### What you will do
Find each line in the records that contains the string "exactly", matching case, and copy those lines out in full.

### Material for the task
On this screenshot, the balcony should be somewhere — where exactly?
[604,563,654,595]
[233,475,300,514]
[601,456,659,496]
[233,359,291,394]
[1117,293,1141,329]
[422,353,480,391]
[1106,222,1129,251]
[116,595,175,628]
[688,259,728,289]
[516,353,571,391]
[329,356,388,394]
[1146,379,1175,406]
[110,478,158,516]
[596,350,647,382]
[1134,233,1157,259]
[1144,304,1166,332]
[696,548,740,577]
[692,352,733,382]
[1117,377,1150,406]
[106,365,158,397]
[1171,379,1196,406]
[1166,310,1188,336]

### Exercise solution
On this screenshot, the balcony should be somewhere — where exactly?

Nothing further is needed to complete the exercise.